- **Exercise**: Copy the data word for word, beginning with its first line and stopping after the line that contains "[[[232,88],[227,92],[230,97],[250,97],[252,94],[245,89]]]", including that line.

- **Data supplied**:
--

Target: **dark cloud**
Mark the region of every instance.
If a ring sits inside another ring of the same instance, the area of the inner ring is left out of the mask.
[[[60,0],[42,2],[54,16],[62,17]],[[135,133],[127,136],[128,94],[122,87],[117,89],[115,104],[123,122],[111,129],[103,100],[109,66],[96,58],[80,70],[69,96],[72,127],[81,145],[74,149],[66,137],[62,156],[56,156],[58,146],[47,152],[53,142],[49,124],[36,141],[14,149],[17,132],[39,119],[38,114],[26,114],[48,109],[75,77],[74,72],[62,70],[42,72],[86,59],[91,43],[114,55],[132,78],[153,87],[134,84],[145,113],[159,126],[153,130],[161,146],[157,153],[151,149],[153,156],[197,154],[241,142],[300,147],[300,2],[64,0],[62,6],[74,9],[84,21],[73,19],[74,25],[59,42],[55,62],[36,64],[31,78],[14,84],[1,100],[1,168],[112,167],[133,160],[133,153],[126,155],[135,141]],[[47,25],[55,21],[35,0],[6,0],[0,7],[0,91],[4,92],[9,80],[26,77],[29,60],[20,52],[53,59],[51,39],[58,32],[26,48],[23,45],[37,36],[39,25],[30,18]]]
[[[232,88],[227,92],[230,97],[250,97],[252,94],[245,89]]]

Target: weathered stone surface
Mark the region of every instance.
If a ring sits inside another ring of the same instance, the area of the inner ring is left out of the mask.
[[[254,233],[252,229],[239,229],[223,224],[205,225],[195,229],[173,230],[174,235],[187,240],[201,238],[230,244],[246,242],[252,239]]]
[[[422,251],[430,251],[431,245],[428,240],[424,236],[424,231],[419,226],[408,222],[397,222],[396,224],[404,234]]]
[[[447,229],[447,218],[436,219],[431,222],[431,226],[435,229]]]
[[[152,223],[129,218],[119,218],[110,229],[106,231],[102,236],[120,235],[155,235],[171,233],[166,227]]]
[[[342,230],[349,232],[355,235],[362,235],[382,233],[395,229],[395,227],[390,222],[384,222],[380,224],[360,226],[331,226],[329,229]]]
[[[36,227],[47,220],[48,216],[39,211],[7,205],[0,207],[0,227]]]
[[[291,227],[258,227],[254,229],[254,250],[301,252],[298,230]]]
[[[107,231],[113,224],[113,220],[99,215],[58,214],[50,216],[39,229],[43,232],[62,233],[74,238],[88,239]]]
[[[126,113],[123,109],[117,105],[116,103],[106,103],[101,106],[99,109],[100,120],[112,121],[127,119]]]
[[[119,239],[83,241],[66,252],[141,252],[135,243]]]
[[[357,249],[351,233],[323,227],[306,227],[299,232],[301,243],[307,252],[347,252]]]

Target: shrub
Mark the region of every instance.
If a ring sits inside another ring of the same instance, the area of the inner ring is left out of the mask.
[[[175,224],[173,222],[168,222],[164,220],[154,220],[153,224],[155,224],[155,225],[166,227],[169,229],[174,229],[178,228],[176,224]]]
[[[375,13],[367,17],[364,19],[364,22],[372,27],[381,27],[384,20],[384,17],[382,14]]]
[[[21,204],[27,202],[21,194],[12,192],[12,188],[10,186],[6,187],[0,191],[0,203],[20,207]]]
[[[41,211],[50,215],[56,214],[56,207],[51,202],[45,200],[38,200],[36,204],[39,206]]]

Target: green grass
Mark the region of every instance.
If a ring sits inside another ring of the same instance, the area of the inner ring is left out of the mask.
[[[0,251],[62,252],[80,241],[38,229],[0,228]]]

--

- **Answer to this exercise**:
Target: **dark cloud**
Mark the region of every instance.
If a ring sits inside another ring of the same instance, the area of the inner ring is left out of the mask.
[[[60,0],[42,2],[54,16],[62,17]],[[135,133],[127,136],[128,94],[122,87],[117,89],[115,104],[123,122],[111,129],[103,100],[109,66],[96,58],[80,70],[69,96],[72,127],[81,145],[74,149],[66,137],[62,156],[56,156],[58,146],[47,152],[53,142],[49,124],[36,141],[14,149],[17,132],[39,119],[38,114],[26,114],[48,109],[75,77],[74,72],[62,70],[42,72],[86,59],[91,43],[114,55],[132,78],[153,87],[134,84],[145,113],[159,126],[153,130],[161,146],[157,153],[151,149],[153,156],[197,154],[241,142],[300,147],[300,2],[64,0],[62,6],[74,9],[84,21],[73,19],[74,25],[59,42],[55,62],[36,64],[31,78],[14,84],[1,100],[1,168],[112,167],[133,160],[133,153],[126,155],[135,141]],[[47,25],[55,21],[35,0],[6,0],[0,7],[0,91],[4,92],[9,80],[26,77],[29,60],[20,52],[53,59],[51,39],[58,32],[26,48],[23,45],[37,36],[39,25],[30,18]]]
[[[232,88],[227,92],[230,97],[250,97],[252,94],[245,89]]]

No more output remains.